(Saved entries)
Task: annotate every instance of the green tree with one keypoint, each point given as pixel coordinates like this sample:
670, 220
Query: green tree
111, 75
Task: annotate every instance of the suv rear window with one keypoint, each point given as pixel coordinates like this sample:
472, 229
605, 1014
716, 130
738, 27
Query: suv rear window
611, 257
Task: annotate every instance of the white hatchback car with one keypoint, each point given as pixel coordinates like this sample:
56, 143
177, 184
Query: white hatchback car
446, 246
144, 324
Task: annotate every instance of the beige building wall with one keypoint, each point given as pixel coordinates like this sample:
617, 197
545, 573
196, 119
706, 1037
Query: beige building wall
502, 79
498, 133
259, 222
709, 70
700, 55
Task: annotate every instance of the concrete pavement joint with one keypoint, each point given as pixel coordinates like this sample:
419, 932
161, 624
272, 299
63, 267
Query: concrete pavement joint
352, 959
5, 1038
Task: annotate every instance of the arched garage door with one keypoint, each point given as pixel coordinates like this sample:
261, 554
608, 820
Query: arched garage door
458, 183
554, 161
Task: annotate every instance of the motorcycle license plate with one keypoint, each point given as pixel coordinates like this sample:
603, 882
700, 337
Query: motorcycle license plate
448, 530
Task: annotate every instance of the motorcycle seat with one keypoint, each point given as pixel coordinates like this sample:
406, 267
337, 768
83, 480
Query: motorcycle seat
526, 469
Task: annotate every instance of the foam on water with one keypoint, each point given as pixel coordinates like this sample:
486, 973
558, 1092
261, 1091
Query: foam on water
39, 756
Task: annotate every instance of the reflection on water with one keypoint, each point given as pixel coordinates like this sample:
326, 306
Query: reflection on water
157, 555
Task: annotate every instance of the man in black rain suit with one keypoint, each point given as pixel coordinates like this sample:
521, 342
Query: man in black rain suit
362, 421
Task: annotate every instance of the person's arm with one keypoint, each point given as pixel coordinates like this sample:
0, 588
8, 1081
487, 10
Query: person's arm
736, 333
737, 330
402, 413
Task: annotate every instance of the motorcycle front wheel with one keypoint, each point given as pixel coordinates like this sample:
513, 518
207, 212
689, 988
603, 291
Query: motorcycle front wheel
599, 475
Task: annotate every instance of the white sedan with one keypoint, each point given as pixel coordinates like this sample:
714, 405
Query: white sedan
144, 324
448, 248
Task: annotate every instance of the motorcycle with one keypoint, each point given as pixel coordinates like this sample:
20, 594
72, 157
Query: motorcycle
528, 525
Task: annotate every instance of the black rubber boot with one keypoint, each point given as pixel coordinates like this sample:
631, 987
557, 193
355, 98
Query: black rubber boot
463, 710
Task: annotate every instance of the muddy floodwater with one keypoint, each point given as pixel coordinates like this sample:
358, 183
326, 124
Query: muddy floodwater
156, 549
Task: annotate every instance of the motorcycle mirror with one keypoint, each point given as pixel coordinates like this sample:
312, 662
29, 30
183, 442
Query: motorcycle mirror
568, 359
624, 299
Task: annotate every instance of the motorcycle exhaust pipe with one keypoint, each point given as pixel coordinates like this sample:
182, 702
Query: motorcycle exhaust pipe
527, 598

==

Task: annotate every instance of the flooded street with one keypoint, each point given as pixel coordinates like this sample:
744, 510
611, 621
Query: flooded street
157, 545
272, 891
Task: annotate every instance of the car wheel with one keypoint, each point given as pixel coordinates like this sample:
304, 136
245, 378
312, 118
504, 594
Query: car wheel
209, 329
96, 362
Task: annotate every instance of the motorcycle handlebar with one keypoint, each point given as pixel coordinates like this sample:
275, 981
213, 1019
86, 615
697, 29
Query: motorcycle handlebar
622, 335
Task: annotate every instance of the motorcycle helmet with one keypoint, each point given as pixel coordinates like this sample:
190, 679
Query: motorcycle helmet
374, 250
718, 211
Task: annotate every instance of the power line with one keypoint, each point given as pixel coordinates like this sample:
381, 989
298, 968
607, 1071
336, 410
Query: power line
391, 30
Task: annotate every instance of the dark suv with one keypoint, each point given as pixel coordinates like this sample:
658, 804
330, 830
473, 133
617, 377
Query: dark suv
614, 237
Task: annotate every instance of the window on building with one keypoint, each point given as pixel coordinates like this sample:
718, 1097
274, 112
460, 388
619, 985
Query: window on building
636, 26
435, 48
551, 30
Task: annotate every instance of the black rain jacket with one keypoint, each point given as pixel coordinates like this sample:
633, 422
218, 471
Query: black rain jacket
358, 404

==

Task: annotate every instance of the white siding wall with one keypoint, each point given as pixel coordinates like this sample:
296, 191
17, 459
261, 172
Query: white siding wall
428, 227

• Task objective
The stretch of entries above that starts with the line containing "Task: annotate every instance of the power" and goes on through the line containing "Task: annotate every instance of the window" is to be transcribed exactly, and no other line is to be transcribed.

• Task answer
Task: annotate every instance of the power line with one keypoint, each point given as pixel coordinates like this sample:
381, 989
298, 968
607, 1071
336, 410
Query: power line
391, 30
Task: annotate every instance of the dark suv with one keypoint, each point given as pixel coordinates like this sample:
658, 804
330, 830
473, 133
617, 377
Query: dark suv
614, 237
Task: annotate every instance of the window on building with one keypoint, each point given as pixel coordinates like this sample:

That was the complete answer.